**Alıştırmanın Amacı:** Aşağıdaki kayıtlarda "pixels" dizesinin geçtiği satırların sayısını belirtiniz ve yalnızca bu sayıyı yazınız.

**Sağlanan Kayıtlar:**
+ + + + +
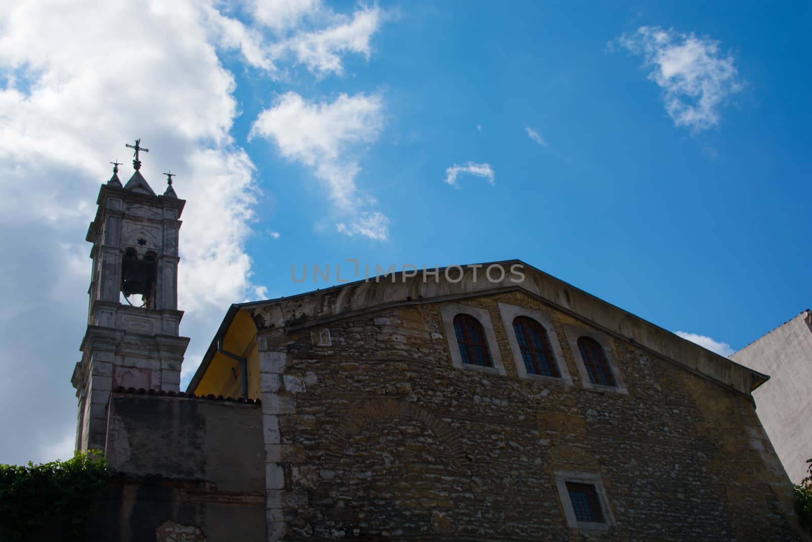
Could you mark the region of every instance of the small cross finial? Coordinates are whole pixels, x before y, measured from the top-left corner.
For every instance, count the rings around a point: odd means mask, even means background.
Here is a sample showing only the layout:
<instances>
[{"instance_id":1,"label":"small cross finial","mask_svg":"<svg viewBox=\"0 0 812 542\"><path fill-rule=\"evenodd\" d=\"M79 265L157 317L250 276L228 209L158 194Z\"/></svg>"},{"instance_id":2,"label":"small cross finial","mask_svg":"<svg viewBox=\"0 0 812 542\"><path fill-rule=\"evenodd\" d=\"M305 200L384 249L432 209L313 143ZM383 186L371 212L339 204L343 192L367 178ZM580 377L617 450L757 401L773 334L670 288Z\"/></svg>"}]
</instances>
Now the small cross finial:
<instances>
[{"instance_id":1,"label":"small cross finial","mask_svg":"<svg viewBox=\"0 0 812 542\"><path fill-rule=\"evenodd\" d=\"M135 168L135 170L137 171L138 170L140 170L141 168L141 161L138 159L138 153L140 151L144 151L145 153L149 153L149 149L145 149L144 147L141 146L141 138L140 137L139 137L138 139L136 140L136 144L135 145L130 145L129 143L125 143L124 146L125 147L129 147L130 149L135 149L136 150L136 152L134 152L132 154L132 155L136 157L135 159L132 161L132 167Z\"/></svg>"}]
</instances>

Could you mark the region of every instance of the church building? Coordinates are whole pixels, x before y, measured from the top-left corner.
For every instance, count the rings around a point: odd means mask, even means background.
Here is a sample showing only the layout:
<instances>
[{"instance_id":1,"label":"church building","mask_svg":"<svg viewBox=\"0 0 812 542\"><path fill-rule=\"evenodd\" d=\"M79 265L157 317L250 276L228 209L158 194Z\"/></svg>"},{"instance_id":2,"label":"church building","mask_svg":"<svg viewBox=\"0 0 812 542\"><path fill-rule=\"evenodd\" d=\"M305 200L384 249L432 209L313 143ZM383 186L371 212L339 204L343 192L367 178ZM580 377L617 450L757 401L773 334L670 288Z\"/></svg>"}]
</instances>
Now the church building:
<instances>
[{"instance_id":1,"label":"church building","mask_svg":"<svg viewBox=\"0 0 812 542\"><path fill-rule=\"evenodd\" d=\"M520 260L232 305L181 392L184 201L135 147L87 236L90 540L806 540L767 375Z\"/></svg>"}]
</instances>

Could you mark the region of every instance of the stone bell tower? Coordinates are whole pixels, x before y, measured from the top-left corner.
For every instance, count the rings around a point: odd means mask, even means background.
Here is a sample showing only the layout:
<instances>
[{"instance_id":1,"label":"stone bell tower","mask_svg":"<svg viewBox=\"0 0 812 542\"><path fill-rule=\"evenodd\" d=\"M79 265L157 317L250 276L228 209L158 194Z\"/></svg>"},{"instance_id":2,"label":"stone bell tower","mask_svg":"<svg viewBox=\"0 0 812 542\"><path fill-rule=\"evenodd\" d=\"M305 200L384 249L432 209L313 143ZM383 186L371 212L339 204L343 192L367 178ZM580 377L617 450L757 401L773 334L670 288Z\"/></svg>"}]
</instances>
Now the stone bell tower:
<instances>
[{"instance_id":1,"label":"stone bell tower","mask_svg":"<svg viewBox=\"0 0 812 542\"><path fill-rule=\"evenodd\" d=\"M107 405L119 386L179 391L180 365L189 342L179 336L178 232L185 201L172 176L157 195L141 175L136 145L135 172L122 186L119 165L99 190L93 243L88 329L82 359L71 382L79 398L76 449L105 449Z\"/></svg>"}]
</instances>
+ + + + +
**Tam Çıktı:** 3